# WHAT YOU NEED TO DO
a) In the Hadoop 3.0 article, what will Hadoop 3.0 use in place of replication?
b) Summarize the Hadoop 3.0 article in two sentences.
c) Duplicate word for word the part of the Hadoop 3.0 article that opens with the words containing "Why Hadoop 3.0?" and closes with "to modern versions.".

# DOCUMENT SECTION

((

US: 1-844-696-6465        India: +91 77600 44484        help@dezyre.com

Getting to Know Hadoop 3.0 -Features and Enhancements

Hadoop was first made publicly available as an open source in 2011, since then it has undergone major changes in three different versions. Apache Hadoop 3 is round the corner with members of the Hadoop community at Apache Software Foundation still testing it. The major release of Hadoop 3.x is anticipated to be rolled out sometime mid of 2017. What else can be more exciting for the big data community than waiting for the release of a major new version of the tiny toy elephant? Considering the scope of the novel features and enhancements Apache Hadoop 3.0 will bring in with thousands of new bug fixes, features and enhancements over Hadoop 2.0; it’s time to get a sneak peek into the major new features poised to boost its enterprise adoption by making it more powerful, flexible and resource-aware. In this blog, we will see the novel features that make Hadoop 3.0 better than its predecessors Hadoop 2 and Hadoop 1.

Hadoop 3.x

Why Hadoop 3.0?

  • With Java 7 attaining end of life in 2015, there was a need to revise the minimum runtime version to Java 8 with a new Hadoop release so that the new release is supported by Oracle with security fixes and also  will allow hadoop to upgrade its dependencies to modern versions.
  • With Hadoop 2.0 shell scripts were difficult to understand as hadoop developers had to read almost all the shell scripts to understand what is the correct environment variable to set an option and how to set it whether it is java.library.path or java classpath or GC options.
  • With support for only 2 NameNodes, Hadoop 2 did not provide maximum level of fault tolerance but with the release of Hadoop 3.x there will be additional fault tolerance as it offers multiple NameNodes.
  • Replication is a costly affair in Hadoop 2 as it follows a 3x replication scheme leading to 200% additional storage space and resource overhead. Hadoop 3.0 will incorporate Erasure Coding in place of replication consuming comparatively less storage space whilst providing same level of fault tolerance.

Hadoop Online Course

If you would like more information about Big Data and Hadoop Training, please click the orange "Request Info" button on top of this page.

What’s New in Hadoop 3.0?

i)   Minimum Runtime Version for Hadoop 3.0 is JDK 8

With Oracle JDK 7 coming to its end of life in 2015, in Hadoop 3.0 JAR files are compiled to run on JDK 8 version. This gives Hadoop 3.0 a dependency upgrade to modern versions as most of the libraries only support Java 8 .As a hadoop user, if you are still working with lower version of JDK then it is time to upgrade to JDK 8 to make the most of the enhancements coming in Hadoop 3.0.

ii) Support for Erasure Coding in HDFS

Considering the rapid growth trends in data and datacentre hardware, support for erasure coding in Hadoop 3.0 is an important feature in years to come. Erasure Coding is a 50 years old technique that lets any random piece of data to be recovered based on other piece of data i.e. metadata stored around it. Erasure Coding is more like an advanced RAID technique that recovers data automatically when hard disk fails.

))

# RECORD EXTRACTS
((

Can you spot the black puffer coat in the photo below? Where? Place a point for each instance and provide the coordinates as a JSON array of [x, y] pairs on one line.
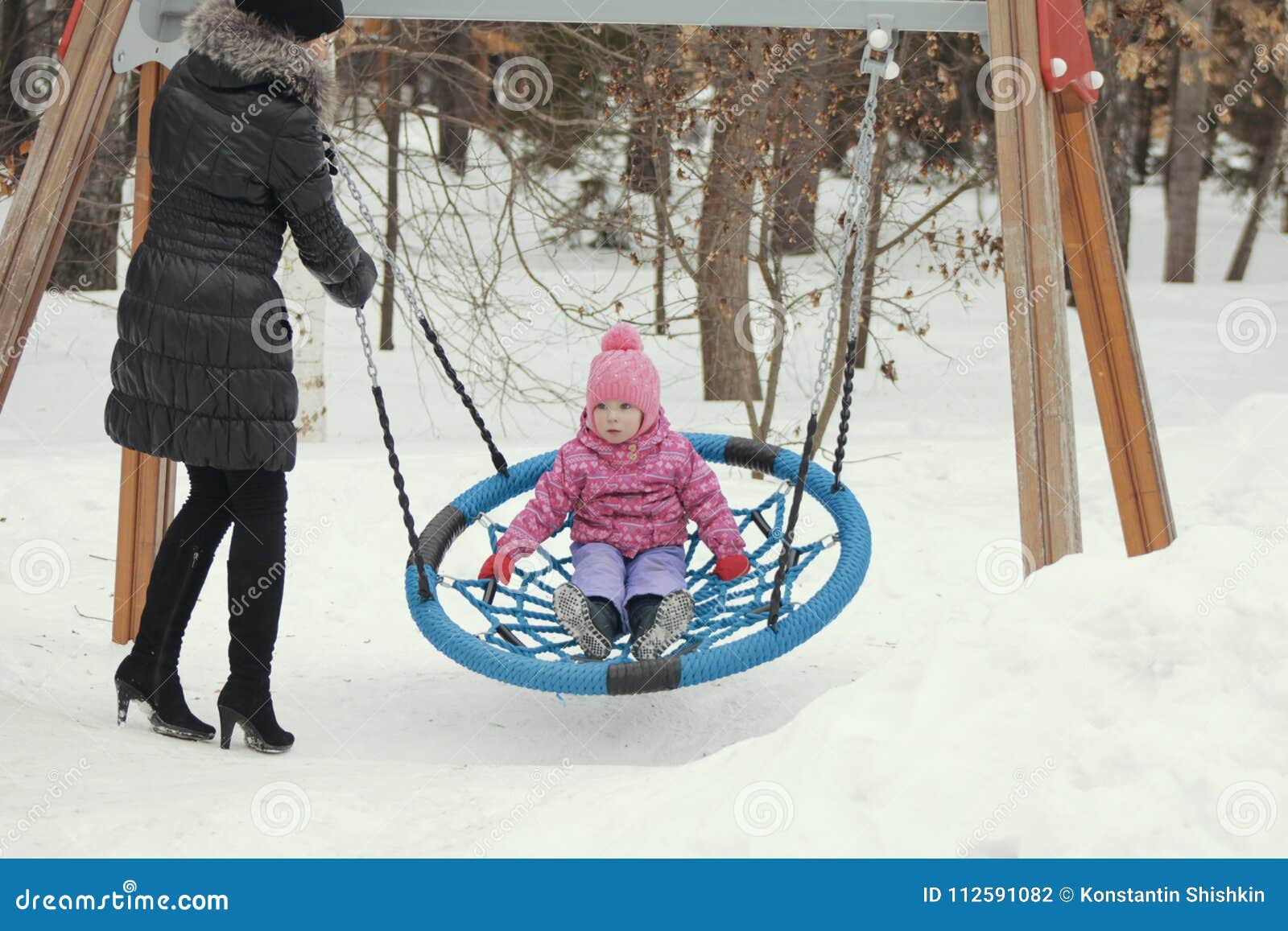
[[201, 373]]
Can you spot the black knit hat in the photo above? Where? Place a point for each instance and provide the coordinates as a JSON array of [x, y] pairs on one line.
[[304, 19]]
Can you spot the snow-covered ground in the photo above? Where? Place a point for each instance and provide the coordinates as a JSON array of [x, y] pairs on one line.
[[1101, 707]]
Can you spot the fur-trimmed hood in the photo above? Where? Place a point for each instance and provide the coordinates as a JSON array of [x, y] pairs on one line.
[[257, 51]]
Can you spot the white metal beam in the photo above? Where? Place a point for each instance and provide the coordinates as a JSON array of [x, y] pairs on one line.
[[152, 31]]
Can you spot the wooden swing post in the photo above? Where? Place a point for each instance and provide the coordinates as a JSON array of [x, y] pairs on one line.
[[146, 504]]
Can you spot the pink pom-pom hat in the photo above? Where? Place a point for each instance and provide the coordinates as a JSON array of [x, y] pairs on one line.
[[624, 373]]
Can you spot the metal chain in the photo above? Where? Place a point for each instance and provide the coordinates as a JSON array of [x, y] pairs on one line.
[[414, 302]]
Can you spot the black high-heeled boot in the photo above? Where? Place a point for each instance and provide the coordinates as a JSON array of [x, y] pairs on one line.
[[150, 674], [250, 705]]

))

# TASK SOLUTIONS
a) Erasure Coding

b) Hadoop 3.0 raises its minimum runtime to JDK 8 because Java 7 reached end of life in 2015, and it offers multiple NameNodes for more fault tolerance than Hadoop 2's two. It also brings Erasure Coding to HDFS in place of Hadoop 2's costly 3x replication, which uses less storage while providing the same level of fault tolerance.

c)
Why Hadoop 3.0?

  • With Java 7 attaining end of life in 2015, there was a need to revise the minimum runtime version to Java 8 with a new Hadoop release so that the new release is supported by Oracle with security fixes and also  will allow hadoop to upgrade its dependencies to modern versions.